[Records excerpted from a collection]
BEGIN

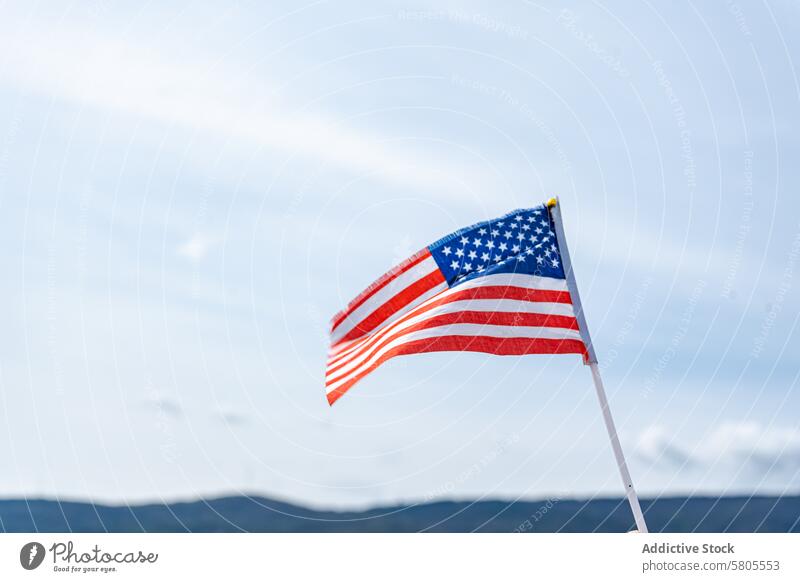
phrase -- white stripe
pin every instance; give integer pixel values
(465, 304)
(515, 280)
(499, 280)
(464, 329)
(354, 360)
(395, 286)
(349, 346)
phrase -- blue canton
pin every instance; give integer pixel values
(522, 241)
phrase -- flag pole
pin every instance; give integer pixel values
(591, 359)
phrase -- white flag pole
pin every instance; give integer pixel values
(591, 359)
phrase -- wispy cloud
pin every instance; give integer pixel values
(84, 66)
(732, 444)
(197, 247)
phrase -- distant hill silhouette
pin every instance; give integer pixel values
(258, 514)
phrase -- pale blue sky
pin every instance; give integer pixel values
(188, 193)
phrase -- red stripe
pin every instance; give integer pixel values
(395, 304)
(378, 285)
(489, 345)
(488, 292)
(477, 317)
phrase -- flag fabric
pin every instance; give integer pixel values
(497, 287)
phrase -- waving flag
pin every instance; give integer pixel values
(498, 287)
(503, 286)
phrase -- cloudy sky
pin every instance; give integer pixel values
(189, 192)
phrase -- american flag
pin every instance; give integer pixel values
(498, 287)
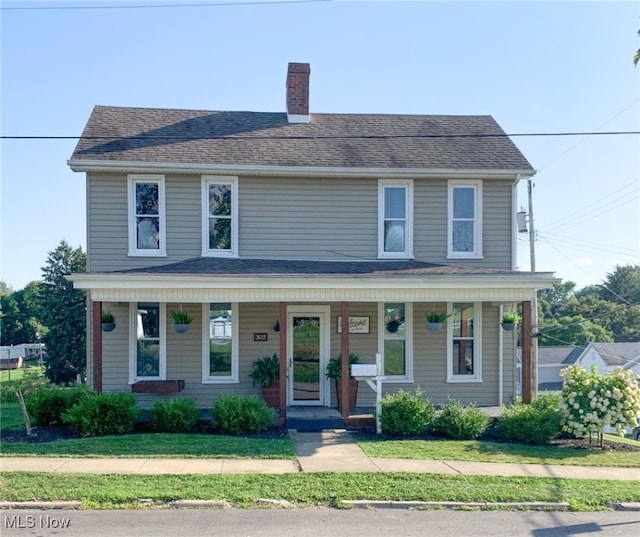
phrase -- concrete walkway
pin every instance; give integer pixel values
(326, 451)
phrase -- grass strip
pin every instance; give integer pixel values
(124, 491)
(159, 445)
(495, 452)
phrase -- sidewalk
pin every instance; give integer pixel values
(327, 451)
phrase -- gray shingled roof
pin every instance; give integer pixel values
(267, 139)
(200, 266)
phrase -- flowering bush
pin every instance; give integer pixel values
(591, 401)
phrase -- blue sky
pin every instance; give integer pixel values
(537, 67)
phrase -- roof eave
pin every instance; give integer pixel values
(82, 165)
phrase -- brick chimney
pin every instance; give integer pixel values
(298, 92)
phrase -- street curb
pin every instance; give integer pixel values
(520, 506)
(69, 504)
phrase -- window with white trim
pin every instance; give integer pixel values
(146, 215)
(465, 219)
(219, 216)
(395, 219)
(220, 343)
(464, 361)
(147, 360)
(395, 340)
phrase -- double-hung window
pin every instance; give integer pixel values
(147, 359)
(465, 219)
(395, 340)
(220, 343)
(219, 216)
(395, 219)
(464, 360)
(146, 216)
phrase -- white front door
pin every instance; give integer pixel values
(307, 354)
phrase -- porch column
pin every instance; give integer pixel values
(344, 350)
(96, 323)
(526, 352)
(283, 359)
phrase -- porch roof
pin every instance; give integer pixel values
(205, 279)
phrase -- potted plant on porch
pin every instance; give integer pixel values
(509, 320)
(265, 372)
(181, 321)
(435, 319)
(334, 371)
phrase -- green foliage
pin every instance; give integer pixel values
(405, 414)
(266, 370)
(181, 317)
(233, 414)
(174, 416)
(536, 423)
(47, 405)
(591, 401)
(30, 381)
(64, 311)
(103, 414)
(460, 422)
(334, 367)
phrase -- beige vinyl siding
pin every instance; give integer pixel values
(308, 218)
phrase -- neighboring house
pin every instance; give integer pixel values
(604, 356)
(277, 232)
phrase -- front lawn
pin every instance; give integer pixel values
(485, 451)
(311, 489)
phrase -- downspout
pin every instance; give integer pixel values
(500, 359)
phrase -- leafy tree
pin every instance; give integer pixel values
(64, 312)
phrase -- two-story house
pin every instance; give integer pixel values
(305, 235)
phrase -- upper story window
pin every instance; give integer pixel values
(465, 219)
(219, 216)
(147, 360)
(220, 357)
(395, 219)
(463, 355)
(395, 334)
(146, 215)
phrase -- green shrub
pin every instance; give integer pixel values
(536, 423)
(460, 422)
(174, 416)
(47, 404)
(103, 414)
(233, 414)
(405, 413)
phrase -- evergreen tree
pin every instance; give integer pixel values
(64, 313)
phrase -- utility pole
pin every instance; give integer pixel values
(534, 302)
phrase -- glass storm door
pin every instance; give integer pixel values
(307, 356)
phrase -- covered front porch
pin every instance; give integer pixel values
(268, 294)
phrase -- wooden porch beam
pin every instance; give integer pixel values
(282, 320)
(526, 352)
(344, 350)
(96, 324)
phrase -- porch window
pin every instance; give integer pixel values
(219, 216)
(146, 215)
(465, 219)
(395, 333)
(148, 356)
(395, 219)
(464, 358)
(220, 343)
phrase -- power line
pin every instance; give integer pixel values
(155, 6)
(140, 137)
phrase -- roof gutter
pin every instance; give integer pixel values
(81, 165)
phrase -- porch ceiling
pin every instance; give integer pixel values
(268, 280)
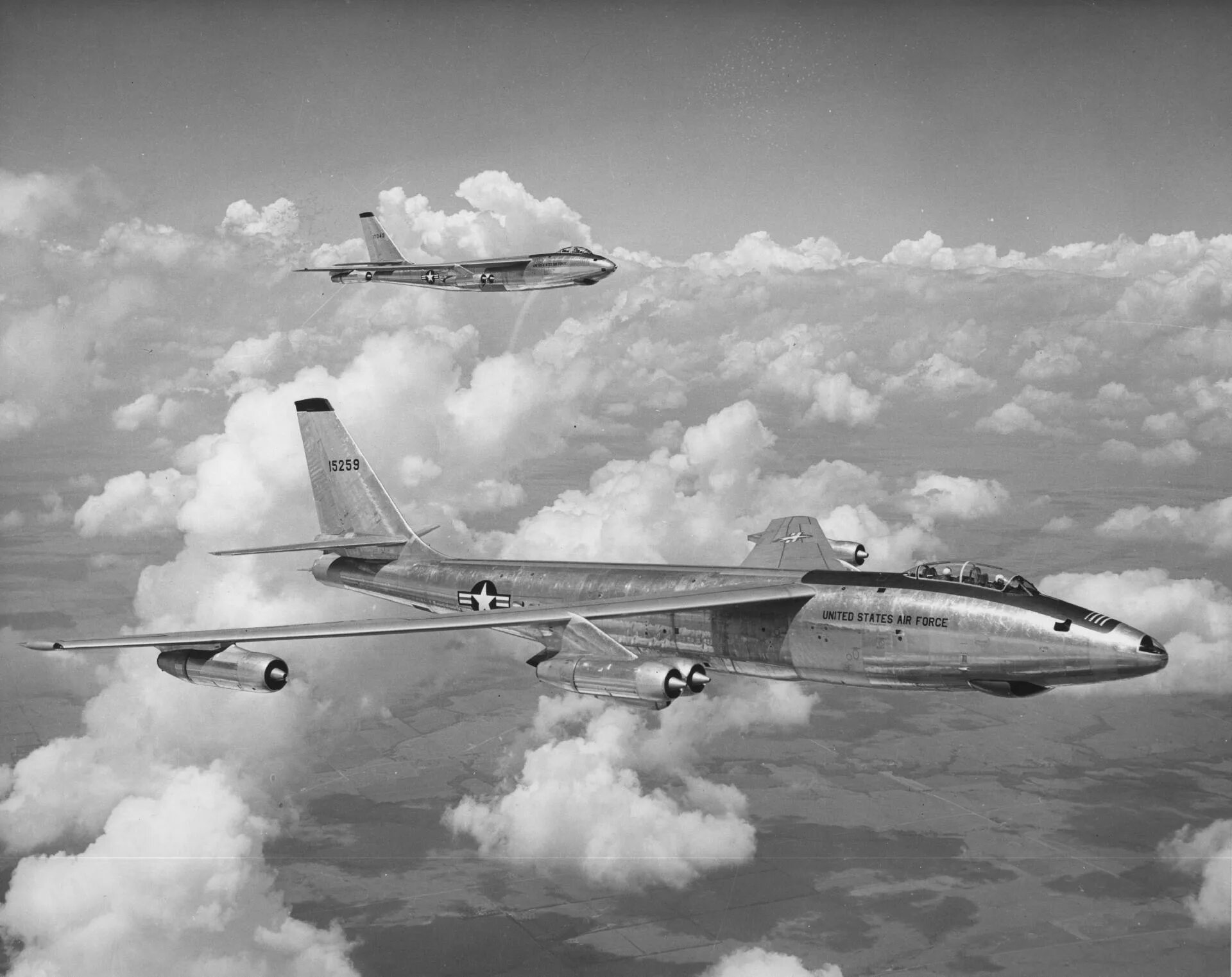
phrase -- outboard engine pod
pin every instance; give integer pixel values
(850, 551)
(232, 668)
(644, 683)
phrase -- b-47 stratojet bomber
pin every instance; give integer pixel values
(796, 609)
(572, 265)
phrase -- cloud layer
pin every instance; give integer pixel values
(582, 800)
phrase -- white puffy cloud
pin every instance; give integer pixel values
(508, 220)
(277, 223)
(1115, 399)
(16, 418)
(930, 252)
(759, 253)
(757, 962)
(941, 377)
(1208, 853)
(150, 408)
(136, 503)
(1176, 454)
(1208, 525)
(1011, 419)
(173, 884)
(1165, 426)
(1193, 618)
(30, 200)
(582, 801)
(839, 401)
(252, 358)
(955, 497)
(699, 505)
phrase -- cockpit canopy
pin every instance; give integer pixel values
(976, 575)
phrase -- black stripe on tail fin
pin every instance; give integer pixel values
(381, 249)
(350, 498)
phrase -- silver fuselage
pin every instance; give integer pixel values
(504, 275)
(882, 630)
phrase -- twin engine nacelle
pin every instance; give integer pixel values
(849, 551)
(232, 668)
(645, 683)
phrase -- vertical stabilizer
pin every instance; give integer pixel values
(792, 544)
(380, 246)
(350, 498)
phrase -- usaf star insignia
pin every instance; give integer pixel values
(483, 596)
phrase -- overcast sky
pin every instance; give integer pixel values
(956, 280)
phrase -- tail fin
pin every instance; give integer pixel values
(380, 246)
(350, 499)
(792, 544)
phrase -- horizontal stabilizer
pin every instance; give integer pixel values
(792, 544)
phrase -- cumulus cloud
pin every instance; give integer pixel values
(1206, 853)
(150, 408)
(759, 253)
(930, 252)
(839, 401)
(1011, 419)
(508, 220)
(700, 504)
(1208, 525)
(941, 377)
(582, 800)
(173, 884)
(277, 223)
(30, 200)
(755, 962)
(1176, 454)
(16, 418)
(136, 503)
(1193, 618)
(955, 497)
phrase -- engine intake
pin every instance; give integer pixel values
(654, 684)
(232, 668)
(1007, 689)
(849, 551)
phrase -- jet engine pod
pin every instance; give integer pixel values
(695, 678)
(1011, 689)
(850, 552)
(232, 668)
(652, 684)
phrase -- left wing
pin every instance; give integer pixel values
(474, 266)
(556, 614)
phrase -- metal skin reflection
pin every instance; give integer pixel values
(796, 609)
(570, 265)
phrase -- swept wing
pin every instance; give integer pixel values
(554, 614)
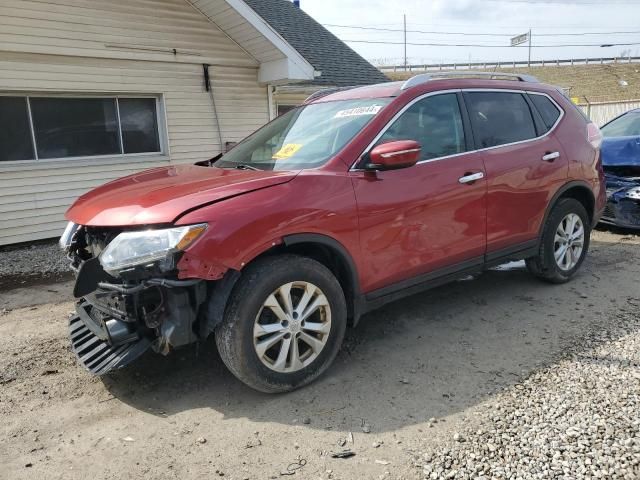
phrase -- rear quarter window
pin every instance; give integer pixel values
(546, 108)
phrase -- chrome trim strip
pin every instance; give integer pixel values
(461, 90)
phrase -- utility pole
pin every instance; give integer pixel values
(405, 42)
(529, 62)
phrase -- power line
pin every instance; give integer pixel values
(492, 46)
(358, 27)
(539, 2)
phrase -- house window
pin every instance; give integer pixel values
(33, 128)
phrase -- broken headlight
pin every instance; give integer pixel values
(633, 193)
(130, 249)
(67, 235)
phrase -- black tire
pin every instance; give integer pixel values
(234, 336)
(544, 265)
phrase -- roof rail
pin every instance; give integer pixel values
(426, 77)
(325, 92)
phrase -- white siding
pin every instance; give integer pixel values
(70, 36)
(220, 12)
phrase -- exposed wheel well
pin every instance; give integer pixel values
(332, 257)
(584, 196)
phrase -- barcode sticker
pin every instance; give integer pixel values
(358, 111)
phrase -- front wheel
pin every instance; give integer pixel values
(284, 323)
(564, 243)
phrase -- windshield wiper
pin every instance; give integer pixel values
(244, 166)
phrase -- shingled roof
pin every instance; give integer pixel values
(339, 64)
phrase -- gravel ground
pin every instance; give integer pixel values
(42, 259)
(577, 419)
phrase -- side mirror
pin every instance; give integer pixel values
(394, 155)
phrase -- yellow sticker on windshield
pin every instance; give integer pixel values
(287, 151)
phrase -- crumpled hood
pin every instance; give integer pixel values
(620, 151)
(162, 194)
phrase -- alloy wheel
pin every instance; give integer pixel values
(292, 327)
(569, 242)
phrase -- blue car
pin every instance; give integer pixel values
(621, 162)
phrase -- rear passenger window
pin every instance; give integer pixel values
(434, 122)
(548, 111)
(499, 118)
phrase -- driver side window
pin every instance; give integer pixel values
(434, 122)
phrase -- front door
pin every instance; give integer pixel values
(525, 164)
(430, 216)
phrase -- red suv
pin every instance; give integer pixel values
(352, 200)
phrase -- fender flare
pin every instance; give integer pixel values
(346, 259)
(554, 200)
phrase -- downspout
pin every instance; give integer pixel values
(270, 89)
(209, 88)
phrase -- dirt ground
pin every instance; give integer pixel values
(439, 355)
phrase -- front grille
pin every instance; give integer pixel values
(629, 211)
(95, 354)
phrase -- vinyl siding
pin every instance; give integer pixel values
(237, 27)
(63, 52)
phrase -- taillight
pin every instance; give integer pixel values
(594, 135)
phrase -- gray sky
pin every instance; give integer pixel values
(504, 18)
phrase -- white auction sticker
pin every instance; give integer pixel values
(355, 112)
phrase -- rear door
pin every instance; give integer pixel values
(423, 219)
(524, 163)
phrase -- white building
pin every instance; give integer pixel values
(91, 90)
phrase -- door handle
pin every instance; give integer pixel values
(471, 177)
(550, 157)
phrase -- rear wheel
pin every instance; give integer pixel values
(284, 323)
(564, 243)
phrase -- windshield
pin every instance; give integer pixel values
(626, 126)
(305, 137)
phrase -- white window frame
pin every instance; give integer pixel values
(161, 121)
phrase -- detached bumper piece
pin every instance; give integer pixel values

END

The required answer is each line of the data in which the word "stripe" appears.

phrase -- white stripe
phrase -- red stripe
phrase -- black stripe on tail fin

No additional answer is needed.